START Input data

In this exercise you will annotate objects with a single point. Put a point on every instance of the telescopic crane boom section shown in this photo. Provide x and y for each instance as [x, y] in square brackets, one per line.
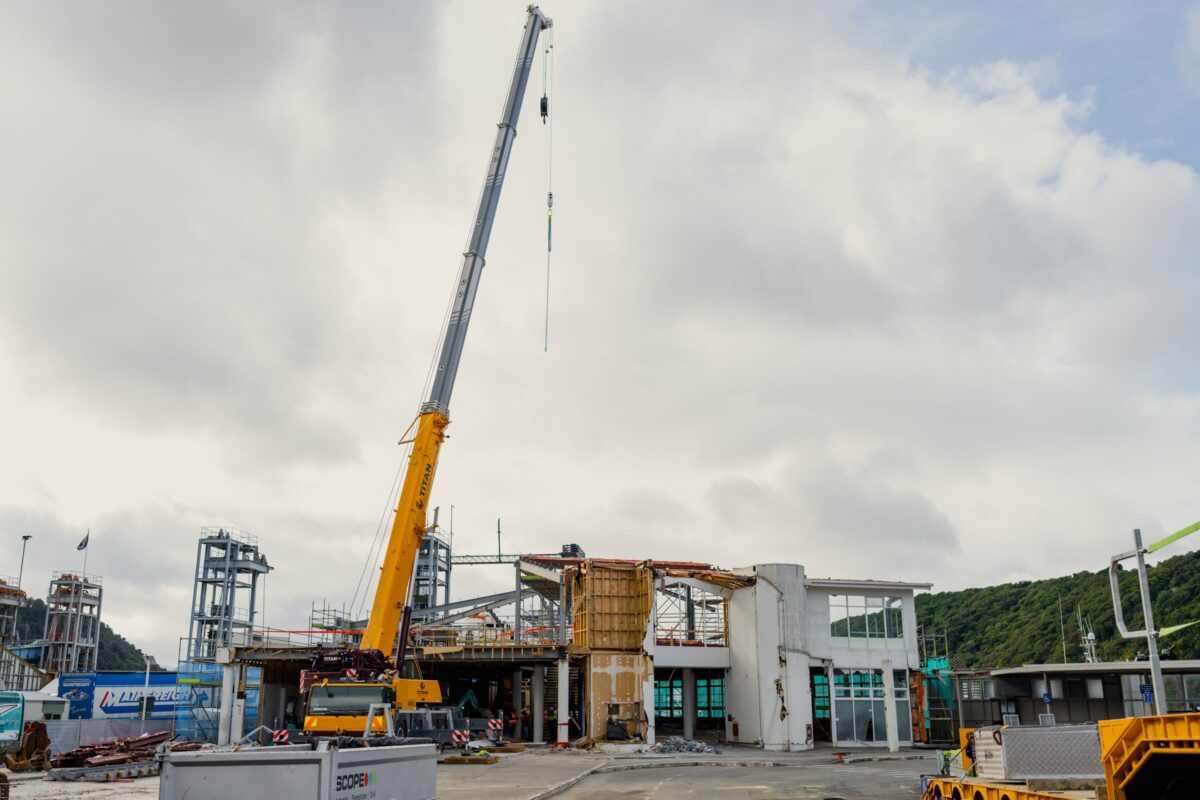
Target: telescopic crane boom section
[409, 524]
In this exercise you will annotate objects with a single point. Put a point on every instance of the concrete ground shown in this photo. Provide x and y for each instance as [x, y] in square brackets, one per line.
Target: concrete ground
[737, 773]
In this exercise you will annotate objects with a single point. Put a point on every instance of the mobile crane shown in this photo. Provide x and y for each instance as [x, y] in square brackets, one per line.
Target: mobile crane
[343, 685]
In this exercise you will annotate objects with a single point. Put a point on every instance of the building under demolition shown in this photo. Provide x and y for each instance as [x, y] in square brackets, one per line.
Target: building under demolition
[624, 651]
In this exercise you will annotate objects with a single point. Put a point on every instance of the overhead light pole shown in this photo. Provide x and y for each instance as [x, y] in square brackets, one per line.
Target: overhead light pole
[24, 540]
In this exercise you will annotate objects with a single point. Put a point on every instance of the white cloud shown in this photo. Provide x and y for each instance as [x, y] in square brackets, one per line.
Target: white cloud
[1189, 49]
[810, 302]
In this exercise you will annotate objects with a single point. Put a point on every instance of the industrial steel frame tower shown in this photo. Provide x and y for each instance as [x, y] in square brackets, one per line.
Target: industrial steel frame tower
[431, 579]
[228, 565]
[72, 623]
[11, 600]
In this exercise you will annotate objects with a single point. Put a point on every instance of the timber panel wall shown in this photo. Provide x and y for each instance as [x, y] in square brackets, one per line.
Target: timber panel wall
[612, 605]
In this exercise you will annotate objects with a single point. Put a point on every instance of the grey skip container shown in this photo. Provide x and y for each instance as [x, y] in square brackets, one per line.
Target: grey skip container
[300, 773]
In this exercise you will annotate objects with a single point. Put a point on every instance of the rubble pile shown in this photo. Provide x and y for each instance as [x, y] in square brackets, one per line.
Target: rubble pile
[681, 745]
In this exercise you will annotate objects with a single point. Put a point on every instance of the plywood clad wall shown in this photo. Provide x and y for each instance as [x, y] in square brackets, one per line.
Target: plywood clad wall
[615, 691]
[612, 605]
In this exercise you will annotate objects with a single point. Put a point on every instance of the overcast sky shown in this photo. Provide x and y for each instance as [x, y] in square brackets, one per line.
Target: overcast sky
[892, 292]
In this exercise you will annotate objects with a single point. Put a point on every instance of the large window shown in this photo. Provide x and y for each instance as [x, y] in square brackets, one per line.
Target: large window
[858, 618]
[859, 707]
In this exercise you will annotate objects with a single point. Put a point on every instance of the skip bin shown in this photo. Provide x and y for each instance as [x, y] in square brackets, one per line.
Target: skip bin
[300, 773]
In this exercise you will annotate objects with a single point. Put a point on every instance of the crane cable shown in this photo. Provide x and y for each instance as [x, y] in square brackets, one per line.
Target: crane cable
[547, 82]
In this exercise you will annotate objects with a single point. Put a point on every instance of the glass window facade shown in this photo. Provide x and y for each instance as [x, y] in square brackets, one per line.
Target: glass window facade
[859, 708]
[709, 698]
[857, 619]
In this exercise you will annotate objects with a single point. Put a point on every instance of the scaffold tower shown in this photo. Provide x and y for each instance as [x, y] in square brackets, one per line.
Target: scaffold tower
[72, 623]
[225, 595]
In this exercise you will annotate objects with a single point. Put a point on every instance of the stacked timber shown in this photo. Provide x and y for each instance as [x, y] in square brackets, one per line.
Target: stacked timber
[123, 751]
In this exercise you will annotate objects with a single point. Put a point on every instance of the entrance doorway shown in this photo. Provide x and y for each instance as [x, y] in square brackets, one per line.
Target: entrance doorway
[822, 719]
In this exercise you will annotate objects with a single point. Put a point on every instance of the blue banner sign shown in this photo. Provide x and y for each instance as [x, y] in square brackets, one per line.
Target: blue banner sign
[12, 720]
[118, 695]
[78, 690]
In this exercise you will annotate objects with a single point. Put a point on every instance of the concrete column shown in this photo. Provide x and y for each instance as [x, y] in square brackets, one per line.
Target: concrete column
[517, 703]
[689, 703]
[516, 607]
[228, 687]
[564, 703]
[538, 686]
[889, 707]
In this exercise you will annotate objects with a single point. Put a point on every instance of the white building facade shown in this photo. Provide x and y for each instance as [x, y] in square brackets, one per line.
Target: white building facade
[820, 660]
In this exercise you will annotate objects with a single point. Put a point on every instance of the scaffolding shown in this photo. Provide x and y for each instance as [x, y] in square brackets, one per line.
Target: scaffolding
[939, 722]
[72, 623]
[228, 565]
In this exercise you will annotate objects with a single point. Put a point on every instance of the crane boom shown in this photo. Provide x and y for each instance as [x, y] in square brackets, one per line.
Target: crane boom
[409, 523]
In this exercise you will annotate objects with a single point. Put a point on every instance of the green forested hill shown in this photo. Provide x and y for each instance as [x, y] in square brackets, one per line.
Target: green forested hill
[115, 653]
[1018, 623]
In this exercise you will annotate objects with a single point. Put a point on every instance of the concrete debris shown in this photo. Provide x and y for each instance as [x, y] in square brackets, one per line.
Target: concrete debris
[681, 745]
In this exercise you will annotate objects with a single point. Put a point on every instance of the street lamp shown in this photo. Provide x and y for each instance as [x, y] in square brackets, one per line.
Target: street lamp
[24, 540]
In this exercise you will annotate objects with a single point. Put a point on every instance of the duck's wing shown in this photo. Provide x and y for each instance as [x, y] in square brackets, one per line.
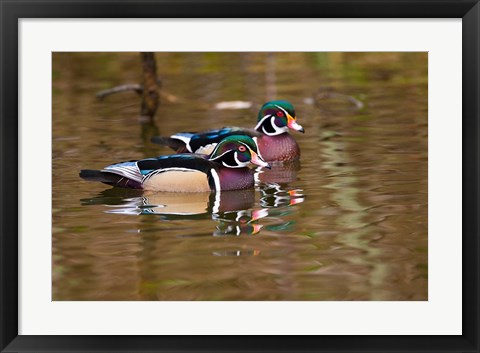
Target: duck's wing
[125, 174]
[202, 142]
[133, 174]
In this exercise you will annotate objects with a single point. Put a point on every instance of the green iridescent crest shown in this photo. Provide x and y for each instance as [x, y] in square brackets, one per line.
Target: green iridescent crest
[272, 107]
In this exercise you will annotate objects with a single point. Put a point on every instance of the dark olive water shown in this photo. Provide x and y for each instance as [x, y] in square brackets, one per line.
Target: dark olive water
[349, 223]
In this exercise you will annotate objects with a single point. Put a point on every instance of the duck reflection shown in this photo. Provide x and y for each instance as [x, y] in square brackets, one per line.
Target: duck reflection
[235, 212]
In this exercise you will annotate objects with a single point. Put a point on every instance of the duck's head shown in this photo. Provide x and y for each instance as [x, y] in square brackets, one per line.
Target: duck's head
[237, 151]
[276, 117]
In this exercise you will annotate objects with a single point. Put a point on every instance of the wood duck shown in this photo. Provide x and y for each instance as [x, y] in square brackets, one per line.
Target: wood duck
[274, 142]
[226, 168]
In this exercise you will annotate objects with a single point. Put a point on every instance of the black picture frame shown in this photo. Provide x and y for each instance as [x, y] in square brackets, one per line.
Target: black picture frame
[12, 11]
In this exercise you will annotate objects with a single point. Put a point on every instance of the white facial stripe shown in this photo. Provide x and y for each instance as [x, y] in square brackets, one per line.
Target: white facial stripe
[224, 153]
[278, 130]
[216, 181]
[233, 166]
[279, 107]
[261, 121]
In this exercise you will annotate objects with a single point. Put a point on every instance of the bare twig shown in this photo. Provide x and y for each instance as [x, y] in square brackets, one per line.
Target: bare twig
[122, 88]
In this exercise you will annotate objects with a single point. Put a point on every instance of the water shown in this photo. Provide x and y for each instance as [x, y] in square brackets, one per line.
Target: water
[348, 223]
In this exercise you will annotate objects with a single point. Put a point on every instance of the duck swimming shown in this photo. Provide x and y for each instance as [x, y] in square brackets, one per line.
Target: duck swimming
[226, 168]
[275, 144]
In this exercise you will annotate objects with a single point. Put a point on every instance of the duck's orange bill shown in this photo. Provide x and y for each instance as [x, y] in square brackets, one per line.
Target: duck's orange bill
[292, 124]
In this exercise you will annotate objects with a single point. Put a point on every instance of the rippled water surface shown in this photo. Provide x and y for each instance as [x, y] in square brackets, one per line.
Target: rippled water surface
[348, 223]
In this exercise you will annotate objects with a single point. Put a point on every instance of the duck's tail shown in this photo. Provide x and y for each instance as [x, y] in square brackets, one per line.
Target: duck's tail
[109, 178]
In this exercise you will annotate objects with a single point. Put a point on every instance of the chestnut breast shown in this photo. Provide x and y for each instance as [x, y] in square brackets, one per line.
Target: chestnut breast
[278, 148]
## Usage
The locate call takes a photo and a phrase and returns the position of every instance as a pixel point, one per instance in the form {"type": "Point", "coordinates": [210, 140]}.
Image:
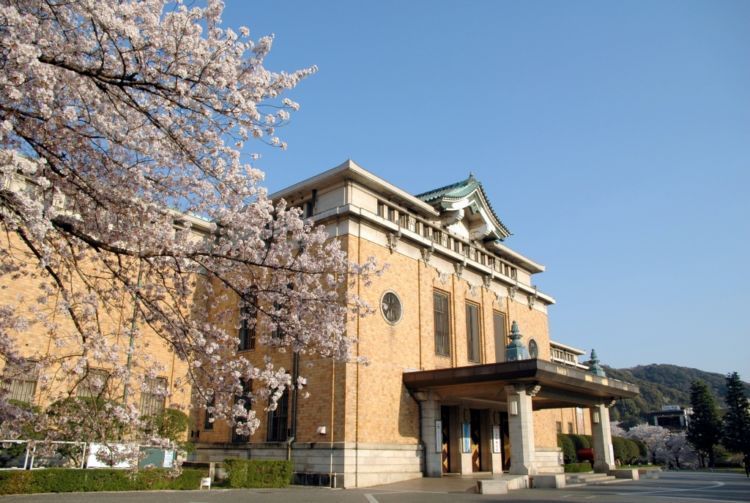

END Input data

Aim of the exercise: For this exercise, please output exactly the lines above starting at the line with "Target: timber panel wall" and ending at the line with "of the grey", ends included.

Solved exercise:
Target: timber panel wall
[612, 605]
In this exercise you will annotate objects with a single point. Put a point on every instance of the grey skip container shown in this photo. Provide x and y for each instance as [x, y] in square brackets, one per line.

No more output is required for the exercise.